--- BEGIN Document extract ---
Shade Pole Motor and Motor Assembly for Refrigerator or Freezers: The shade pole motor and motor assembly is a key part for refrigerators or freezers. Flurida Group Inc’s motor part is designed and specified for the refrigerators or freezers made by Electrolux, an US company with headquarter in Charlotte, NC. Flurida also supplies the motors and motor assemblies to Electrolux Europe facilities in Italy and Hungary.

 

 

·

High-efficiency motor: Flurida started developing high-efficiency motor since 2010. Through numerous tests and improvements, our customers have verified that our new model performs as we stated it would. We have finished trial production in the 1st quarter of 2014, and already started mass production in 2nd quarter; the efficiency of a high-efficiency motor triples the motor’s efficiency compared with regular motors. It can be used, for example, for defrosting in refrigerators.

 

 

·

Module: Module is a dispensing module for refrigerator. It is a complete automatic ice making and dispensing system that can dispense cubed ice, crushed ice and water. Module is located in the door of a refrigerator; when press the water or ice paddles, the seal will open to dispensing water or ice cubes.
--- END Document extract ---
--- BEGIN Data for the task ---
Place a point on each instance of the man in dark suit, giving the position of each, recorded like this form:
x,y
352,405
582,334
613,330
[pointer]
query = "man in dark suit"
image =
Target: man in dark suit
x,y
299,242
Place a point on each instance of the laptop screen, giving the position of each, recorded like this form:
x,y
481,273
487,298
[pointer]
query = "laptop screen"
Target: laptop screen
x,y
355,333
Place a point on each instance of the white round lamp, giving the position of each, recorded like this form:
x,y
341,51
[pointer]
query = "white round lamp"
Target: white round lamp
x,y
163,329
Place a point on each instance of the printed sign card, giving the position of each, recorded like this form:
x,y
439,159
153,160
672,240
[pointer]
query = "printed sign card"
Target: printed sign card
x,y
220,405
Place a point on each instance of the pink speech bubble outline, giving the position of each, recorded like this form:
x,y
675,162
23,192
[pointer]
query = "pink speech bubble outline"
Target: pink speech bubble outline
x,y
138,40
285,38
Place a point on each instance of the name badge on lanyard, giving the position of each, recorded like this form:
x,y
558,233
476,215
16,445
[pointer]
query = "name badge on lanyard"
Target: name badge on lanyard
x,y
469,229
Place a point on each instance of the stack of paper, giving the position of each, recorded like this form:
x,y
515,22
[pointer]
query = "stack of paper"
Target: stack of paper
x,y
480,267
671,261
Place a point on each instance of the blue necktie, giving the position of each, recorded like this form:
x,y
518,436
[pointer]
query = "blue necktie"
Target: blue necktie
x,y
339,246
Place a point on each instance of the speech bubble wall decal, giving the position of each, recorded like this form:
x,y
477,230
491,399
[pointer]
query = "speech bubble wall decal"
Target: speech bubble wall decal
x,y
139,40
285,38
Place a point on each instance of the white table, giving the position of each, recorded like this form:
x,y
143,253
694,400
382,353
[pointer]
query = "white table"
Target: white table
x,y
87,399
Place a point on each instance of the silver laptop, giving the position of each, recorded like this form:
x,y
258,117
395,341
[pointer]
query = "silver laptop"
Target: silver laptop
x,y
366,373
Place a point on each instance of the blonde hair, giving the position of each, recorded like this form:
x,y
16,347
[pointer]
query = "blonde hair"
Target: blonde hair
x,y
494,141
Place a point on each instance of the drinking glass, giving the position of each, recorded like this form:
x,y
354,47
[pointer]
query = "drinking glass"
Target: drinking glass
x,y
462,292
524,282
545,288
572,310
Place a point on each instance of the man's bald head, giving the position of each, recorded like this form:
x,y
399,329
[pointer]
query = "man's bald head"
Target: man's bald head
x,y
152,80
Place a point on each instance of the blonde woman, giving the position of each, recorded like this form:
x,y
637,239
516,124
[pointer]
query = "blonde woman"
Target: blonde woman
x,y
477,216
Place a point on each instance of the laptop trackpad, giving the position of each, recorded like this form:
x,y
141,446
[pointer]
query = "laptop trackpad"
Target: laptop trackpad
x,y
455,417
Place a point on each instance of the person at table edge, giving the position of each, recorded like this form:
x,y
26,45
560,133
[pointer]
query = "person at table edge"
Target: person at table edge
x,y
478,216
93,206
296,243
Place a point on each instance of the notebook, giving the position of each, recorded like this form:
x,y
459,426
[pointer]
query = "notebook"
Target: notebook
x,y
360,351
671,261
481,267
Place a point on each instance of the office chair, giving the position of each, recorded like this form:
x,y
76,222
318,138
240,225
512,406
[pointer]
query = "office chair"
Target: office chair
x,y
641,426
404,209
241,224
--- END Data for the task ---
### Task A
Reproduce verbatim the stretch of the Flurida product description from "High-efficiency motor: Flurida" through "defrosting in refrigerators.".
### Task B
Report every line in the rows that contains the string "trackpad".

### Full solution A
High-efficiency motor: Flurida started developing high-efficiency motor since 2010. Through numerous tests and improvements, our customers have verified that our new model performs as we stated it would. We have finished trial production in the 1st quarter of 2014, and already started mass production in 2nd quarter; the efficiency of a high-efficiency motor triples the motor’s efficiency compared with regular motors. It can be used, for example, for defrosting in refrigerators.

### Full solution B
Place a point on each instance of the laptop trackpad, giving the position of each, recorded like this form:
query = "laptop trackpad"
Target: laptop trackpad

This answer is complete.